■ Dataset records ■
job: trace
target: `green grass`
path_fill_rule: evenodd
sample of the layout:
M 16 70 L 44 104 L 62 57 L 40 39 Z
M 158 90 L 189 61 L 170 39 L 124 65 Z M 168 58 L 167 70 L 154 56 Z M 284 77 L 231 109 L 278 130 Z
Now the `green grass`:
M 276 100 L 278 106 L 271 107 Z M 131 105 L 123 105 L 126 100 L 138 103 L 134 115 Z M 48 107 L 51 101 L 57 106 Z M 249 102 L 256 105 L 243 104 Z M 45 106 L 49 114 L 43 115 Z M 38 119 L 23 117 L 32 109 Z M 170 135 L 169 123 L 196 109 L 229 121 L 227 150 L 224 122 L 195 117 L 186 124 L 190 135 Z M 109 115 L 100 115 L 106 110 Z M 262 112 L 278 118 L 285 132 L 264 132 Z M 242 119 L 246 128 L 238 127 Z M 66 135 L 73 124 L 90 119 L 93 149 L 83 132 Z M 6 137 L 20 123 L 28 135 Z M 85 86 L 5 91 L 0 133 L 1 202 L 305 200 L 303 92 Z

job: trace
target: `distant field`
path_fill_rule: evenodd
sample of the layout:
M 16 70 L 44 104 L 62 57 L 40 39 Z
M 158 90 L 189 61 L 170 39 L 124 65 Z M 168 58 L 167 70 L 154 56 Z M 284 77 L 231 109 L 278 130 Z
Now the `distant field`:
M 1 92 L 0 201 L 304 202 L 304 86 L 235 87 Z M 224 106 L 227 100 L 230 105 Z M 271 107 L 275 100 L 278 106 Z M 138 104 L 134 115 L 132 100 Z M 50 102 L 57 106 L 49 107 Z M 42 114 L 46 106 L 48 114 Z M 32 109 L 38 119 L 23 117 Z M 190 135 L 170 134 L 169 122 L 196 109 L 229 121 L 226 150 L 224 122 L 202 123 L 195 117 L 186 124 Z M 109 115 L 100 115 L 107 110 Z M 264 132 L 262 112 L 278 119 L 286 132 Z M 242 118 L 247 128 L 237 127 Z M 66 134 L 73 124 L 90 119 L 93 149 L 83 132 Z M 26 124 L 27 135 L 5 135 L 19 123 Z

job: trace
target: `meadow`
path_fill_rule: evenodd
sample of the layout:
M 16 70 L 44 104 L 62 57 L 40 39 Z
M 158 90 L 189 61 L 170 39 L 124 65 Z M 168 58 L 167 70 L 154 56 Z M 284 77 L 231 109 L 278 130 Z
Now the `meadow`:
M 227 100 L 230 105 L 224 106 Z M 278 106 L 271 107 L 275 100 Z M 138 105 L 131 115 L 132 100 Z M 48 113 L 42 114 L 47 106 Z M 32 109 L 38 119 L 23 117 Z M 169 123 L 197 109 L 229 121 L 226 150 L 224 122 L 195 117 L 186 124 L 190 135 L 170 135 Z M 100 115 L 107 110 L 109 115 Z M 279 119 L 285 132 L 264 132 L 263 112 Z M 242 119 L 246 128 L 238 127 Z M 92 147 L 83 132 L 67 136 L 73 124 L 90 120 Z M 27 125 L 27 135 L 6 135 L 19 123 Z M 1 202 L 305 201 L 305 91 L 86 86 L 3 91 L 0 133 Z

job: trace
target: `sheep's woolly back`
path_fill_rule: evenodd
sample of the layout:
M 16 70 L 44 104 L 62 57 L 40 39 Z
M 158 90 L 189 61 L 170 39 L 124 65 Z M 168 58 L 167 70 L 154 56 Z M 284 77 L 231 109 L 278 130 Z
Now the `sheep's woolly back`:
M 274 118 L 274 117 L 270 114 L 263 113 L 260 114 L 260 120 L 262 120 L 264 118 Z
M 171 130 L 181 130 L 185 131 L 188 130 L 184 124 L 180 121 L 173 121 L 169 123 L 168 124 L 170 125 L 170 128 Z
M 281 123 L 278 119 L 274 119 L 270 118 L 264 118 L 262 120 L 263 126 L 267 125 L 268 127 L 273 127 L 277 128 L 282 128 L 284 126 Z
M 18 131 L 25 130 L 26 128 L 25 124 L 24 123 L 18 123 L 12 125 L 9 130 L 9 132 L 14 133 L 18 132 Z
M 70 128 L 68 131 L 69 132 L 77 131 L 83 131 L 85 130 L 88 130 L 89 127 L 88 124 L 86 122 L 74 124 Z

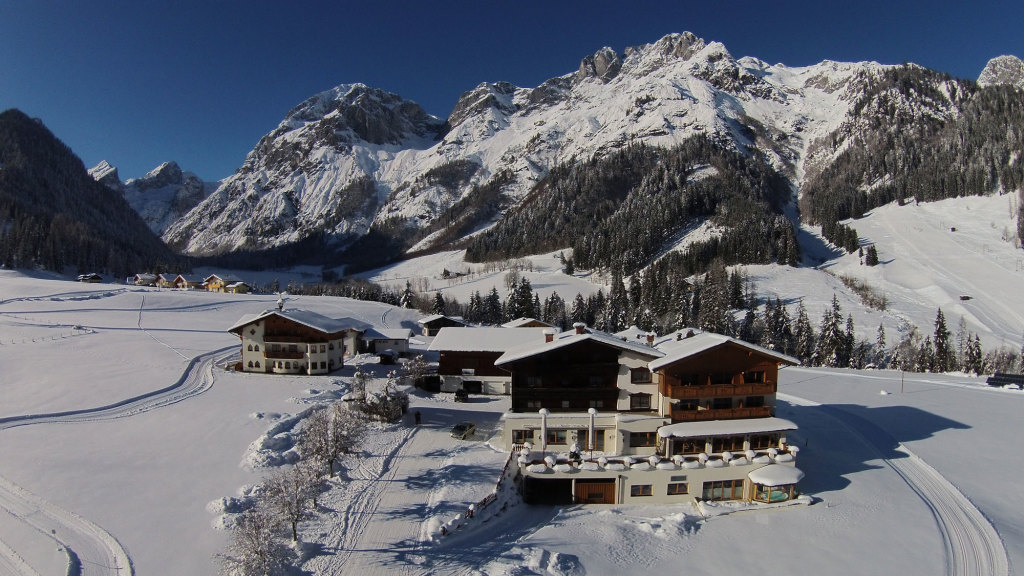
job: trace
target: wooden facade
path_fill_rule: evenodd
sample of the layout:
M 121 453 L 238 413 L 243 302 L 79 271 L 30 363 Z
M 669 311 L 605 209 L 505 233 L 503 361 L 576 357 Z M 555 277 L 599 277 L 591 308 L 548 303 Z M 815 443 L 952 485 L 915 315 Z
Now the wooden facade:
M 509 363 L 512 411 L 586 412 L 618 399 L 620 351 L 593 340 Z
M 675 422 L 765 418 L 774 414 L 778 360 L 734 342 L 657 370 L 662 413 Z

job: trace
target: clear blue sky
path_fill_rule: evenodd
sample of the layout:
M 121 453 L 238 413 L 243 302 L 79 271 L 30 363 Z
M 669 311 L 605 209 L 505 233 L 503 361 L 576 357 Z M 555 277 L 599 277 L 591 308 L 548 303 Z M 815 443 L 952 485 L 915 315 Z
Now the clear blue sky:
M 1024 56 L 1024 2 L 0 0 L 0 110 L 86 167 L 232 173 L 305 98 L 362 82 L 446 117 L 483 81 L 532 87 L 602 46 L 689 31 L 736 57 L 912 61 L 977 78 Z

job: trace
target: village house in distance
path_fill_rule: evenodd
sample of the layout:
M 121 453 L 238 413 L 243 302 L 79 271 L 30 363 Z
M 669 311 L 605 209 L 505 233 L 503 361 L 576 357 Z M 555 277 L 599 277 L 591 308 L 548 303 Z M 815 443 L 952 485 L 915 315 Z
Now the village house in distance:
M 527 502 L 795 497 L 797 426 L 774 410 L 779 366 L 799 361 L 689 334 L 639 343 L 577 325 L 495 361 L 511 372 L 505 443 Z
M 276 310 L 242 317 L 228 332 L 242 340 L 242 370 L 273 374 L 327 374 L 358 353 L 371 326 L 304 310 Z

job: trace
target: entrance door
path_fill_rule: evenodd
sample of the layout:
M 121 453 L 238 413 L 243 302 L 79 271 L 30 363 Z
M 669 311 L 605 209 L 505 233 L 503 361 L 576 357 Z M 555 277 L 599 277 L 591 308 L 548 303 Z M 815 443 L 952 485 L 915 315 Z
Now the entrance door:
M 615 481 L 588 480 L 577 481 L 575 501 L 581 504 L 614 504 Z

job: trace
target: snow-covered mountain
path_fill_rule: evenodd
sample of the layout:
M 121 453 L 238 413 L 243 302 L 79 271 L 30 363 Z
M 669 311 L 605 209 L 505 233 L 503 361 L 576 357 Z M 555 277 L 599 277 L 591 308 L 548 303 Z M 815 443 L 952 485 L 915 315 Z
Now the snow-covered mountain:
M 989 68 L 1013 68 L 1000 61 Z M 382 259 L 389 250 L 437 249 L 514 210 L 557 166 L 634 145 L 670 148 L 695 135 L 764 158 L 794 200 L 807 182 L 817 184 L 820 199 L 829 178 L 817 176 L 849 150 L 867 142 L 884 157 L 895 141 L 886 134 L 908 127 L 924 138 L 931 126 L 958 118 L 977 89 L 912 65 L 898 68 L 769 65 L 682 33 L 624 52 L 602 48 L 535 88 L 481 83 L 462 94 L 446 120 L 396 94 L 345 84 L 292 110 L 163 238 L 193 255 L 307 239 L 324 242 L 305 245 L 317 253 L 354 247 L 352 253 L 381 252 Z M 991 74 L 1007 81 L 1007 74 Z M 894 167 L 906 169 L 864 164 L 853 163 L 860 173 L 850 175 L 850 187 L 864 194 L 890 181 Z M 480 197 L 490 208 L 463 217 Z M 844 206 L 837 217 L 818 204 L 804 214 L 815 223 L 858 213 Z
M 985 65 L 978 76 L 979 86 L 1006 84 L 1024 89 L 1024 61 L 1017 56 L 996 56 Z
M 375 223 L 428 225 L 498 174 L 511 177 L 503 191 L 514 201 L 560 163 L 694 134 L 757 148 L 799 179 L 809 156 L 831 154 L 808 150 L 844 121 L 858 78 L 883 69 L 769 66 L 684 33 L 625 53 L 602 48 L 536 88 L 482 83 L 446 121 L 395 94 L 342 85 L 292 110 L 164 239 L 189 254 L 322 231 L 347 243 Z
M 181 218 L 206 197 L 219 182 L 205 182 L 191 172 L 185 172 L 174 162 L 165 162 L 141 178 L 122 182 L 118 169 L 105 160 L 89 170 L 89 174 L 108 188 L 124 195 L 145 223 L 157 235 Z

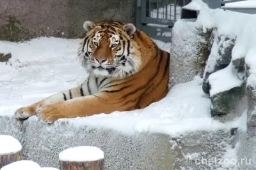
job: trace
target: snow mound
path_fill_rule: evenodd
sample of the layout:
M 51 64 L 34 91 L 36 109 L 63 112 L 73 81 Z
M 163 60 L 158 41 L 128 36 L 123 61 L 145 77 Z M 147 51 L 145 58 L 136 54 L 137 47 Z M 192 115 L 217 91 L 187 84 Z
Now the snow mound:
M 104 152 L 100 148 L 85 146 L 68 148 L 59 155 L 61 161 L 85 162 L 103 159 Z
M 0 135 L 0 155 L 20 152 L 22 146 L 19 141 L 8 135 Z
M 4 166 L 1 170 L 40 170 L 40 166 L 31 160 L 20 160 Z
M 83 82 L 87 74 L 76 57 L 74 49 L 78 42 L 77 39 L 61 41 L 54 38 L 40 38 L 18 43 L 0 41 L 8 46 L 14 58 L 19 59 L 20 62 L 28 62 L 26 66 L 15 68 L 7 66 L 10 70 L 1 74 L 0 115 L 12 117 L 19 107 L 28 106 Z M 42 48 L 40 44 L 46 44 L 48 50 Z M 24 49 L 28 52 L 19 53 Z M 210 100 L 202 90 L 202 82 L 201 78 L 196 78 L 191 82 L 177 85 L 164 99 L 143 110 L 62 119 L 57 124 L 68 121 L 76 127 L 87 125 L 125 134 L 153 132 L 172 136 L 195 131 L 228 129 L 230 124 L 211 118 L 209 112 Z

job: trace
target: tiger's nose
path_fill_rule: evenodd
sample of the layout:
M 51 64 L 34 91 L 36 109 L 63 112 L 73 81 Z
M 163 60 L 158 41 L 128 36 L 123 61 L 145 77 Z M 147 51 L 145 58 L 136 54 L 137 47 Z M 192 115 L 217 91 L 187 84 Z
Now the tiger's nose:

■ Set task ■
Extract each line of the material that contains the string "distance", treating uppercase and lowercase as different.

■ Reply to the exercise ■
target: village house in distance
Now the village house in distance:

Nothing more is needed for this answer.